Aim of the task: Leaving out the images, reproduce every line of the data that follows exactly.

Records from a collection
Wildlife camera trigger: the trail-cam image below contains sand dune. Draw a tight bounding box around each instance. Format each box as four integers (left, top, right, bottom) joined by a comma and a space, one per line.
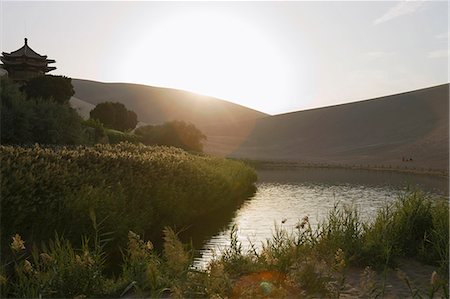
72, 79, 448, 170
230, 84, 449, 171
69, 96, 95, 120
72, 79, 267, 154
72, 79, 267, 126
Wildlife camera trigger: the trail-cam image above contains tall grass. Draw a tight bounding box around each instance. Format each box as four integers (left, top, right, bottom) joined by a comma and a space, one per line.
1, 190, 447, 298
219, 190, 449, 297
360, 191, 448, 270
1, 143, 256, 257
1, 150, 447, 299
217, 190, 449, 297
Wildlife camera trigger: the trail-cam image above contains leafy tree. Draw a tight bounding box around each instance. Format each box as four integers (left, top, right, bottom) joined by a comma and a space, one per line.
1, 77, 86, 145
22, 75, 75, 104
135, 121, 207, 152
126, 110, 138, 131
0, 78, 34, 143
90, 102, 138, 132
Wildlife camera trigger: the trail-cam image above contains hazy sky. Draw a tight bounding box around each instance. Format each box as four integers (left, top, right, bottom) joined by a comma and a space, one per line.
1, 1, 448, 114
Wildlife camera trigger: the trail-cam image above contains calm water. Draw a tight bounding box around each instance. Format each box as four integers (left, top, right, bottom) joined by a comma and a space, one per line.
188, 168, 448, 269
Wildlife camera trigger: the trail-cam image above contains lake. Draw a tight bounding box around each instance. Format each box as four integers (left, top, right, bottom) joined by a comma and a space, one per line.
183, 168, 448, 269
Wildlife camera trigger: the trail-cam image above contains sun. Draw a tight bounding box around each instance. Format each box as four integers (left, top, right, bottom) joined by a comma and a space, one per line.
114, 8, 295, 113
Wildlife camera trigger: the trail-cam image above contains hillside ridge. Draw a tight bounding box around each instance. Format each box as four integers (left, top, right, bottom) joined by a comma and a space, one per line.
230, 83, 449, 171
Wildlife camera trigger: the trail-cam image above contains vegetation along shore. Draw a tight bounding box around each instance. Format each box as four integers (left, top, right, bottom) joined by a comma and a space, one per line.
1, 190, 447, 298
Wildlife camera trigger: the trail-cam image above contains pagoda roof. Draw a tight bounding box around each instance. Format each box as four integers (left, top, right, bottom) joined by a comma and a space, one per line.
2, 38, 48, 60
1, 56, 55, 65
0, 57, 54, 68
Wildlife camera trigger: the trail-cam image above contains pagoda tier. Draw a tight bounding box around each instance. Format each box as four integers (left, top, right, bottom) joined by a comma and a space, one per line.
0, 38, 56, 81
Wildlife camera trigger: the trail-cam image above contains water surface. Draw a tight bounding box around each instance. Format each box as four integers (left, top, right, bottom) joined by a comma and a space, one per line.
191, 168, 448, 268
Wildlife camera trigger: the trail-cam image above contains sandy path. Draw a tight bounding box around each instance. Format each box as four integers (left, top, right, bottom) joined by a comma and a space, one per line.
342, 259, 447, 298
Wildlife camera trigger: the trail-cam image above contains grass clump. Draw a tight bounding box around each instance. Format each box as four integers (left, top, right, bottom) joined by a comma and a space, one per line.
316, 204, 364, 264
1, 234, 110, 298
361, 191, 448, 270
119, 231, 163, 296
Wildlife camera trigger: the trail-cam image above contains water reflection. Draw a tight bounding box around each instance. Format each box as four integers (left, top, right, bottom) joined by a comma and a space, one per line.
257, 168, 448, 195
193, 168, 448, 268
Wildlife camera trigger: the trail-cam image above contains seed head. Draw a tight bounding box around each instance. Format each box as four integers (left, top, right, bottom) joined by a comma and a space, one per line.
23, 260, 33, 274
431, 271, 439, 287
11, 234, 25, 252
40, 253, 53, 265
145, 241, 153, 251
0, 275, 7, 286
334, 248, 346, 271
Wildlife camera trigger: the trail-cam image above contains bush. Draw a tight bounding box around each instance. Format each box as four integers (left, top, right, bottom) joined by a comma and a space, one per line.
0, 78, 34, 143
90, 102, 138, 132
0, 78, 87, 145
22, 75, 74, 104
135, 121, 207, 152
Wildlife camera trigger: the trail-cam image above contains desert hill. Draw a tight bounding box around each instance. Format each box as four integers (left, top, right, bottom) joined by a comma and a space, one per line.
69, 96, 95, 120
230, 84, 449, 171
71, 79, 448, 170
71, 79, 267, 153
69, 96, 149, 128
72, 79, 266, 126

Exercise answer:
Wildlife camera trigger: the trail-cam image below contains sand dune. Draw a tight bounding box around each instance. Format each box as four integers (left, top, right, bottom) joined by a comma and a space, one per line.
72, 79, 448, 170
230, 84, 449, 171
69, 96, 95, 120
72, 79, 267, 154
72, 79, 267, 126
Wildlife camera trigger: the trail-cam image above contains tall grass. Draw a tight bounding box around each instance. Format each box as four integers (left, top, right, bottom) joined by a comma and a space, one per line.
1, 190, 447, 298
219, 190, 449, 297
360, 191, 448, 270
1, 143, 256, 257
1, 150, 447, 299
217, 190, 449, 297
Wildlife camera trigger: the trail-cam image above contains leafy tree. Draw a tight bounding box around each instance. Format each box as four integers (left, top, right, bottom) joined by a comma and a space, one per line.
1, 77, 86, 145
22, 75, 75, 104
135, 121, 207, 152
126, 110, 138, 131
0, 78, 34, 143
90, 102, 138, 132
Wildlife camera trigger: the trail-cam image above contains hazy sky. Draw a tight bounding box around each instance. Format each box as four integers (left, top, right, bottom) joined by a comma and a space, one per line.
1, 1, 448, 114
Wildlife camera trigger: the trail-cam image above contains calm water. Draw a tight bounding box around each instance. Format each box as four integers (left, top, right, bottom) joined by a comma and a space, one per line.
188, 168, 448, 269
Wildlife camera trigger: the trail-cam image above contains lake. Draw a tight bounding box around each instance. Format each box as four integers (left, top, right, bottom) joined by a comma and a space, one per line.
183, 168, 448, 269
Wildlife camera trigger: the trail-cam image above contains sun. Draw a tight bounding box around each instance. Format each box as four integers (left, top, right, bottom) joined by a comma and a space, one per line.
114, 8, 295, 113
Wildlife camera trigger: the trail-cam image above contains hillside ridge. Draw a tight bounding box around each instance. Format each box as four integers (left, top, right, bottom) joined by a comma and a space, one per line.
230, 83, 449, 171
Wildlife camera trigger: the trail-cam image above contains vegetation along shore. Draw a tight bounding box around each instance. Format each box as four integers (left, top, right, bottom) joined by a comma and a space, one per line.
1, 190, 447, 298
Wildlife camera trigger: the trail-cam image above contains pagoda roof. Draw a tight bounding box around each instance. Format each box as four integers (left, top, right, bottom) joined by a comma and a space, one per line.
2, 38, 48, 60
1, 56, 55, 65
0, 57, 54, 68
Wildlife camera trigger: the trail-cam image above contains pagoda tier. Draw a tight bounding box around each instance. Format each box as four integers (left, top, right, bottom) joined by a comma and a space, one per line.
0, 38, 56, 81
Wildlife camera trigger: the trail-cam image above contains water surface. Draw a tight bounding box around each instance. Format each box as four integers (left, top, right, bottom) joined by a comma and a space, one per line.
191, 168, 448, 268
Wildlife camera trigger: the trail-cam image above contains sandy path. Draw a tight bounding box around each instance. Format each box as four integers (left, top, right, bottom) joined by a comma and a space, one per line.
342, 259, 447, 298
Wildlife camera trigger: the trail-cam image above contains grass clump. Draw a tight bounding box around each instance. Format each box as four integers (left, top, right, bottom) joined by a comma and a space, one per line.
316, 204, 364, 264
1, 234, 110, 298
361, 191, 448, 270
119, 231, 163, 296
Wildlife camera trigger: the trail-cam image above contains water reflection. Draw a tight bounding box around each instance. Format each box as four integers (left, top, right, bottom) joined by a comma and a space, one per line.
257, 168, 448, 195
193, 168, 448, 268
Wildlife camera trigger: the trail-cam image above contains seed head. Draw a tight bounding box around each instance. Format each box as four integers (left, top, right, bottom) joined by a comma and a space, one per line.
23, 260, 33, 274
431, 271, 439, 287
11, 234, 25, 252
40, 253, 53, 265
145, 241, 153, 251
0, 275, 7, 286
334, 248, 346, 271
Wildlife camera trigger: the trail-cam image above contains bush. Draw a tight bounding box around each instance. Format each box as four integers (left, top, right, bottom) joined by a comma and a space, one per line.
0, 78, 34, 143
90, 102, 138, 132
0, 78, 87, 145
22, 75, 74, 104
135, 121, 207, 152
Wildlife camera trigger: the trail-cam image above contains desert hill. Draw a tight bounding box around each instance. Format each box as four integers (left, top, right, bottom) joined by a comma and a space, one per line.
69, 96, 95, 120
230, 84, 449, 171
71, 79, 448, 170
71, 79, 267, 153
69, 96, 149, 128
72, 79, 266, 126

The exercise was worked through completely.